**INPUT ROWS:**
..........
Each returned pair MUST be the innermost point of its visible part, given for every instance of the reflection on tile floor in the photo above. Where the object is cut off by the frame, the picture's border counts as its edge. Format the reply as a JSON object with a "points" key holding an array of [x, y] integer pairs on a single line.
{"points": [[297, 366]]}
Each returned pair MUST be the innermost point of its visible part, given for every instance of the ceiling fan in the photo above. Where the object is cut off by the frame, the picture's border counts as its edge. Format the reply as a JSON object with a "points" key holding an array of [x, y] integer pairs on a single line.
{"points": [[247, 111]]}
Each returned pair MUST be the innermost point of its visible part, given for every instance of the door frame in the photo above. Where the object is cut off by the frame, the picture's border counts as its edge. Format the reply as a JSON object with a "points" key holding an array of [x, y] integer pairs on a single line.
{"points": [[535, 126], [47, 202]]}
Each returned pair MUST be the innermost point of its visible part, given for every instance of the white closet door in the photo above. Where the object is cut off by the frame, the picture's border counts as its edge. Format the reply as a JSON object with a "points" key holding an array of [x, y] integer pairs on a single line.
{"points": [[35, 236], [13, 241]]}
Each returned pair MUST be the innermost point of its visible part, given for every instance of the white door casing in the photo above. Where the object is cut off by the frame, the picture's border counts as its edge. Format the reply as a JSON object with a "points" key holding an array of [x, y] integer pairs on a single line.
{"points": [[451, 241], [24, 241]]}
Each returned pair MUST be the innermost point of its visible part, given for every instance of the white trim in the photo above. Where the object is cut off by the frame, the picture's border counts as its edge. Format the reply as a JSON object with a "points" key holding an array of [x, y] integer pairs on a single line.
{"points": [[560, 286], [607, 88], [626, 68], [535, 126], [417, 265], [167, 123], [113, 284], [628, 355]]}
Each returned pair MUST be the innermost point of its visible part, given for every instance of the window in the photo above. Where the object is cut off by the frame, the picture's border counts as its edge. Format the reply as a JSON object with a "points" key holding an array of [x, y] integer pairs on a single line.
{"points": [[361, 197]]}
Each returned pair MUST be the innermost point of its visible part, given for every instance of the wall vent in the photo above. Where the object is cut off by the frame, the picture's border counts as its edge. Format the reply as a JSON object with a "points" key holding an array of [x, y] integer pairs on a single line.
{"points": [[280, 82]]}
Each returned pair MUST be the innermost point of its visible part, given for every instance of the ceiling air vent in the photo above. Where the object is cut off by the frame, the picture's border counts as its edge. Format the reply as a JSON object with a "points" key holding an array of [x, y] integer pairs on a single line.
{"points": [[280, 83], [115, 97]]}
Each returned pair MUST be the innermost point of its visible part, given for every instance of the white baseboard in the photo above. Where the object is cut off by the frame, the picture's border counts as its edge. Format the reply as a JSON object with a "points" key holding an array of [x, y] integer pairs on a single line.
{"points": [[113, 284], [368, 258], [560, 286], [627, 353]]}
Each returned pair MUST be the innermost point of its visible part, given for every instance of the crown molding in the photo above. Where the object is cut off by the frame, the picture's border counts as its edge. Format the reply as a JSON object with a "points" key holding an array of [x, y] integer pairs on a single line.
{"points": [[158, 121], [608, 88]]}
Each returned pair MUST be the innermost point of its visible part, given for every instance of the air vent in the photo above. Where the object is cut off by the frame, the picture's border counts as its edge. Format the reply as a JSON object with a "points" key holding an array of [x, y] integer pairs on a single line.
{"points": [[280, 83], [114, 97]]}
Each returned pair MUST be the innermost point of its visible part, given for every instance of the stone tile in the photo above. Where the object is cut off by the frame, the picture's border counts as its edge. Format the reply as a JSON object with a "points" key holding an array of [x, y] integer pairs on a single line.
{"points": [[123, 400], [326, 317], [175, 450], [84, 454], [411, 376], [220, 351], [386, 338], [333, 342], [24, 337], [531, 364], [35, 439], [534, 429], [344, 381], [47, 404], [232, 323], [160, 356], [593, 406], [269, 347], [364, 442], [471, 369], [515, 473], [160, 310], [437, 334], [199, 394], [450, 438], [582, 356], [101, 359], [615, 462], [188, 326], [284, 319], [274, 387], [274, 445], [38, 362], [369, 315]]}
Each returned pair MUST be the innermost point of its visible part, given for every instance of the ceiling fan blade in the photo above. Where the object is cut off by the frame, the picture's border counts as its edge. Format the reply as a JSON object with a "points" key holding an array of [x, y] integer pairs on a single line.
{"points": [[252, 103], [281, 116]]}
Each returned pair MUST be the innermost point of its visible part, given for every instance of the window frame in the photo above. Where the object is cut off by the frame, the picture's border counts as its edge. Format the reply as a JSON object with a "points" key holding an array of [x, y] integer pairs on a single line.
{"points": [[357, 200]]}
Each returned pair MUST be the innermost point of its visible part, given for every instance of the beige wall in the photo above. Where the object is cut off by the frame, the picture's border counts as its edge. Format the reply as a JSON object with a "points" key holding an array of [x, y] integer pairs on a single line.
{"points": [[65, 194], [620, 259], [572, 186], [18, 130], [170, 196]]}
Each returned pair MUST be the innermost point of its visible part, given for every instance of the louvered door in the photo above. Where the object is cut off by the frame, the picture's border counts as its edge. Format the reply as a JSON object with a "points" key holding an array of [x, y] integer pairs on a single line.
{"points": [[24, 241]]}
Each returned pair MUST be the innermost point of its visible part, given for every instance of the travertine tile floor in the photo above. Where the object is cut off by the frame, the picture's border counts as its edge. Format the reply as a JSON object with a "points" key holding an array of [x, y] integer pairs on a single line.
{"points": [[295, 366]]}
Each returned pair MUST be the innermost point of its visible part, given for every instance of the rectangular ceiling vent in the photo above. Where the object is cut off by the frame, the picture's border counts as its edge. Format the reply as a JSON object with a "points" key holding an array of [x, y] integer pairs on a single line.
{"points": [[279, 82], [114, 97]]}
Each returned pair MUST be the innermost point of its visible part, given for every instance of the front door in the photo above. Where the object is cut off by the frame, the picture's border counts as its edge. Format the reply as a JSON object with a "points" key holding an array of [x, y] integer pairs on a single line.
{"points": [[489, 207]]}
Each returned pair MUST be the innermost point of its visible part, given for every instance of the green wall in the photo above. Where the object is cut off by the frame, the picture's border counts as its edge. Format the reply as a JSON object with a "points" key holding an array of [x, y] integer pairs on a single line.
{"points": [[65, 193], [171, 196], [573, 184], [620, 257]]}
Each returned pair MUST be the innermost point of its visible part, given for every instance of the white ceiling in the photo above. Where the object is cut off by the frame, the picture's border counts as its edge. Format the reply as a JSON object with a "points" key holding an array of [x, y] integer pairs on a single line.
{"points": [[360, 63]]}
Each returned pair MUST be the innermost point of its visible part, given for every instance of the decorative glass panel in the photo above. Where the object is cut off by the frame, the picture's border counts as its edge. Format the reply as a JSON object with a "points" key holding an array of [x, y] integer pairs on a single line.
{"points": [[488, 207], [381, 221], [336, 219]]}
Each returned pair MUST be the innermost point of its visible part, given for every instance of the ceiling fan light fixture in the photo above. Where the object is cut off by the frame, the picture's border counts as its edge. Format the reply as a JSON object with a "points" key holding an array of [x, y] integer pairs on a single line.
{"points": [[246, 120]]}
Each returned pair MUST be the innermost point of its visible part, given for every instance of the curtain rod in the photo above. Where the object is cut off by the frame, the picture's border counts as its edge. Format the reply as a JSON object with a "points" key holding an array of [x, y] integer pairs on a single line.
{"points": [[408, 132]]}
..........
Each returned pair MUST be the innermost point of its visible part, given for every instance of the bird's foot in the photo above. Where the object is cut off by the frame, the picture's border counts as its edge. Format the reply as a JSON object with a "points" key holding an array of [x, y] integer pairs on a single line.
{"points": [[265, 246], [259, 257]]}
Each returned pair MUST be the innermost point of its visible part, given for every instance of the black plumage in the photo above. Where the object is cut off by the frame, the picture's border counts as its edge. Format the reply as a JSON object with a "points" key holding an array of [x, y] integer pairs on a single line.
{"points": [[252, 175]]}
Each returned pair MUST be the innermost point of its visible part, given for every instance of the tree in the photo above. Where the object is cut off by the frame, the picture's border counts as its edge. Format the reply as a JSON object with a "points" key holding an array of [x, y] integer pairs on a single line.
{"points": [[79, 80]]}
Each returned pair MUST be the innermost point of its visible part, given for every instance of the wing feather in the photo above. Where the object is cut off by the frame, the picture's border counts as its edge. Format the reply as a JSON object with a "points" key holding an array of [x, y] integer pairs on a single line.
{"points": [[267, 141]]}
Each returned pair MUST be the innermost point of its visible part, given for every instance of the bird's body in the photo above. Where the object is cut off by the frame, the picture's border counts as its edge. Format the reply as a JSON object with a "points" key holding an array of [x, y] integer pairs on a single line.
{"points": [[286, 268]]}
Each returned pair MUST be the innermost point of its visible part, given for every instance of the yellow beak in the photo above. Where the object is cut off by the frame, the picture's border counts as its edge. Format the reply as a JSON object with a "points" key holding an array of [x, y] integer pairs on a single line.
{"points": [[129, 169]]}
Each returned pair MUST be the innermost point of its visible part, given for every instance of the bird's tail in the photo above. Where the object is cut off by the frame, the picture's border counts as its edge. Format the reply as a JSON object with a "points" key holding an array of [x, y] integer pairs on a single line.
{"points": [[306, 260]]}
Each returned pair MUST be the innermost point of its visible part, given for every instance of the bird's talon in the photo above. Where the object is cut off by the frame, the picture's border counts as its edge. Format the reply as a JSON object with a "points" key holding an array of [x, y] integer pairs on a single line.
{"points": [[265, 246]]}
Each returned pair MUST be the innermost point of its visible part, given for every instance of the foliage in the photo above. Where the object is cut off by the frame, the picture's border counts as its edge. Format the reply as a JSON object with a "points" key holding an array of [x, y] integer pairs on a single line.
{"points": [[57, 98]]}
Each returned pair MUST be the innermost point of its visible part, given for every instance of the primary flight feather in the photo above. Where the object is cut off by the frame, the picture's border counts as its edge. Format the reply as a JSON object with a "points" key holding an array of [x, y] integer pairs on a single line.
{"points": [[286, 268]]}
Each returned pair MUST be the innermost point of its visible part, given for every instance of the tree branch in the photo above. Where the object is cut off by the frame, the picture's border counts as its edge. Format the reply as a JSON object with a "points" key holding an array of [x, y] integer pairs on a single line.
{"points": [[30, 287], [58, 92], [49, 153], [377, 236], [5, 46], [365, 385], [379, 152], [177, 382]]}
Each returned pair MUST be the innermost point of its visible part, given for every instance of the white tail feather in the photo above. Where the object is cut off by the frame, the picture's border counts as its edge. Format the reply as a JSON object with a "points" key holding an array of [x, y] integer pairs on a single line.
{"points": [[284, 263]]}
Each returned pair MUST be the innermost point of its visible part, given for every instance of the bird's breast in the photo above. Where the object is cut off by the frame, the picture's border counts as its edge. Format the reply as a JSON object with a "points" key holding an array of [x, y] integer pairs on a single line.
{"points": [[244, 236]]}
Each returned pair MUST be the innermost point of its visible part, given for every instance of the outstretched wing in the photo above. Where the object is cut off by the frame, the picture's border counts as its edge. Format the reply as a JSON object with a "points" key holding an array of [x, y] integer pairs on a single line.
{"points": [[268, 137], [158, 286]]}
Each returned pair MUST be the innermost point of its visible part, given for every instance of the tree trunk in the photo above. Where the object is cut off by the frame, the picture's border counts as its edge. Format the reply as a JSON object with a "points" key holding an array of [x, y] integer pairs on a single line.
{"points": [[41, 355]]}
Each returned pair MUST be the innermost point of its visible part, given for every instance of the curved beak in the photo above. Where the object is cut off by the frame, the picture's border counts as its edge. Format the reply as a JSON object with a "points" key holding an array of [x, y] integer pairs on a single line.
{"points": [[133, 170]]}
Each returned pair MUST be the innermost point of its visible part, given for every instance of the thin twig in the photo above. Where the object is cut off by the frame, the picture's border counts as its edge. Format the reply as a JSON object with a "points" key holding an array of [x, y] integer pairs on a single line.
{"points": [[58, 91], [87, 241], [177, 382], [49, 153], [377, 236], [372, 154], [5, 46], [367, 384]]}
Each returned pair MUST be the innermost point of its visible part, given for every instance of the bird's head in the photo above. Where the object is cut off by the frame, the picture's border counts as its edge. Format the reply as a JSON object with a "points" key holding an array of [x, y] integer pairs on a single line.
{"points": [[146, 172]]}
..........
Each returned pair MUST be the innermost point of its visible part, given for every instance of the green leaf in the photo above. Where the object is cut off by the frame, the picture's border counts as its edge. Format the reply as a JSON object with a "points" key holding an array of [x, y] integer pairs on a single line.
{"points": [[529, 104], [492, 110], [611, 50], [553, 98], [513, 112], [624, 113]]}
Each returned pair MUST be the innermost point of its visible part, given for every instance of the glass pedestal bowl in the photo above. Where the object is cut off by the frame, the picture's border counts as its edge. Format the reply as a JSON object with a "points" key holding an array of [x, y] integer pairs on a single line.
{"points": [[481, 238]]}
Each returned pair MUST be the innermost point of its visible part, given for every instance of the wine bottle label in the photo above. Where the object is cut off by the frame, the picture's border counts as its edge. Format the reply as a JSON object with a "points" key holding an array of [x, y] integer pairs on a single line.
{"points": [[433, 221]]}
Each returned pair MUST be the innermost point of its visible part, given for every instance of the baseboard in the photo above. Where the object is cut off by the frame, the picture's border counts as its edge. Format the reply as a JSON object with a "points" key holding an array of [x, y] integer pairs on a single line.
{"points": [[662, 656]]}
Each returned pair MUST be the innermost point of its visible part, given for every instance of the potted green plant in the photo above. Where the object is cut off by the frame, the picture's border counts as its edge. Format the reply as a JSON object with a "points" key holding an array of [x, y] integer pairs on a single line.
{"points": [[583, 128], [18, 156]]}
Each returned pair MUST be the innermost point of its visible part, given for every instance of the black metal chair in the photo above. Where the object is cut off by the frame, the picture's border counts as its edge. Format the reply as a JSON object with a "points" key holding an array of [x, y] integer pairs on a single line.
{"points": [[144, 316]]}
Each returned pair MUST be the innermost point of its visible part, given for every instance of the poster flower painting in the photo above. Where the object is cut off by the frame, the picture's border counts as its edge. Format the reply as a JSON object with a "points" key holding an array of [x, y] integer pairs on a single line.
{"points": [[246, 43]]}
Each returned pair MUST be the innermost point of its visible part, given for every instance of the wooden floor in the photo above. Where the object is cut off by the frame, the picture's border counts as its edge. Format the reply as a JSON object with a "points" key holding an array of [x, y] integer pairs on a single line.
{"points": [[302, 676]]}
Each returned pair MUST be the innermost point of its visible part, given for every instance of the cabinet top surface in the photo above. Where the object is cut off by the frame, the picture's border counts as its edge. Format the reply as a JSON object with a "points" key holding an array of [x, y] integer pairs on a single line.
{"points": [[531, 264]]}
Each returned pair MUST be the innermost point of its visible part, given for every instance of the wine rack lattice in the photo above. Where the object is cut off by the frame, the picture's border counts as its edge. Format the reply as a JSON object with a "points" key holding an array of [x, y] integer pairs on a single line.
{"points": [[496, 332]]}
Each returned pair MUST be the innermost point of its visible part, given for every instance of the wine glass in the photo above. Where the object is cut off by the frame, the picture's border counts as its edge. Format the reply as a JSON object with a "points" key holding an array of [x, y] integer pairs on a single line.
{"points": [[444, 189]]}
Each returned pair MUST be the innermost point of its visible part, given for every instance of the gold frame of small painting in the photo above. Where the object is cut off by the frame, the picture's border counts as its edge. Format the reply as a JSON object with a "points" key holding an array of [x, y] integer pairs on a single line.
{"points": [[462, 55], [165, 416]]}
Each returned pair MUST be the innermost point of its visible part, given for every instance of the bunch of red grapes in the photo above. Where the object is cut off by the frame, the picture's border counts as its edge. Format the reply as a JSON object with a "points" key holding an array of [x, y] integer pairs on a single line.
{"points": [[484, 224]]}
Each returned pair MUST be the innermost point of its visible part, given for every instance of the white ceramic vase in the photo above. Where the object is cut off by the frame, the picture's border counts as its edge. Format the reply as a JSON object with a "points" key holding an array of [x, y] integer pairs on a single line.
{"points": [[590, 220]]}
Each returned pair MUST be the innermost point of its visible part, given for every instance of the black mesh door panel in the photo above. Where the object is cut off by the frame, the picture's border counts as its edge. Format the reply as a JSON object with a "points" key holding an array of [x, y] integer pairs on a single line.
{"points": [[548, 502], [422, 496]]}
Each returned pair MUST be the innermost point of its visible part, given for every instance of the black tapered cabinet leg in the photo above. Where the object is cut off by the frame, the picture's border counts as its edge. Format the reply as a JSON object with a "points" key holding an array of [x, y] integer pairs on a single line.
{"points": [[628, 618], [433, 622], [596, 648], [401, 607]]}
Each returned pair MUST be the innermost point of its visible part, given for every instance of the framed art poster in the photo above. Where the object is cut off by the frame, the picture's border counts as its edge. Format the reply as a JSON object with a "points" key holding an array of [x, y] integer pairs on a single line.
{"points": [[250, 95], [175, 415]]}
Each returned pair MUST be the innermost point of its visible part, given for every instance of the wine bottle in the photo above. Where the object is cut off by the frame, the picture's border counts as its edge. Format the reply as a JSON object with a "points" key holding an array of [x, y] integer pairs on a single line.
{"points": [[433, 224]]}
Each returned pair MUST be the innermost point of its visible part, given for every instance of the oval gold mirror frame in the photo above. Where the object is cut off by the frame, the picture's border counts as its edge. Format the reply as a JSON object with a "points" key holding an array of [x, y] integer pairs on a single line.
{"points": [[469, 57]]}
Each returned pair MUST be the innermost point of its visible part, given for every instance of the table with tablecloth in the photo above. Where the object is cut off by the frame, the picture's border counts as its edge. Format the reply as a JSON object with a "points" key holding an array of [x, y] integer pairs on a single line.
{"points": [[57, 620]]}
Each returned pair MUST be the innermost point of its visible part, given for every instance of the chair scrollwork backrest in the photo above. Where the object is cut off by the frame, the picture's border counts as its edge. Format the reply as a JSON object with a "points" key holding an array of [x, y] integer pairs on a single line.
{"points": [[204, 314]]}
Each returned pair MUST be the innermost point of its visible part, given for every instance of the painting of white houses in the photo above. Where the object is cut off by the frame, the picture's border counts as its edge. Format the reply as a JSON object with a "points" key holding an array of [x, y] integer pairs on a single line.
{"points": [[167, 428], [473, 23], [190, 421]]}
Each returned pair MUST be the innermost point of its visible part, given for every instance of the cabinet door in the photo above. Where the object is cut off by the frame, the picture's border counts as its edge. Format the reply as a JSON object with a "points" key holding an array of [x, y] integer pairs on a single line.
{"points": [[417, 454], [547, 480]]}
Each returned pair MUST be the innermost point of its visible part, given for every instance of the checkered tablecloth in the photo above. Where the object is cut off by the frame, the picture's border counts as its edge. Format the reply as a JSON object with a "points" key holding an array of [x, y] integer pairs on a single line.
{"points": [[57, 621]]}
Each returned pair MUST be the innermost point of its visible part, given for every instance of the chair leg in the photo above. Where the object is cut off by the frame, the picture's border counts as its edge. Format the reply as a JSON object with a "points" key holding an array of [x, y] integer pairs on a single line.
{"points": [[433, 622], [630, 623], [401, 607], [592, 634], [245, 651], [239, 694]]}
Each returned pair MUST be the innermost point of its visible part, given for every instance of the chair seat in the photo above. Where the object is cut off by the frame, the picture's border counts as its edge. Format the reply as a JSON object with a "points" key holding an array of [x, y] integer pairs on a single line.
..........
Extract from the records above every line that contains the word "cabinet".

Each returned pair MUST be the innermost point of its visible part, given for every instance of the cabinet top surface in the photo above. Where the object is cut off by the frame, the picture's border counts as its edge. Format the reply as a JSON object with a "points" key holding an array of [x, y] integer pairs on a single line.
Each returned pair MUST be the innermost point of its visible part, given for every instance of the black tapered cabinet leg in the photo above. Where the object is cut off by the frame, the picture's border counts as its edge. Format the reply as a JSON object with a "points" key holding an array of [x, y] integer pairs on a single line.
Each returned pair MUST be the innermost point of its visible part, given for every instance of the cabinet door in the photo above. Where the object is cut off by the frame, the picture's border counts as its edge. Format the reply as a JSON object with a "points" key holding an array of [x, y] integer pairs on a single line.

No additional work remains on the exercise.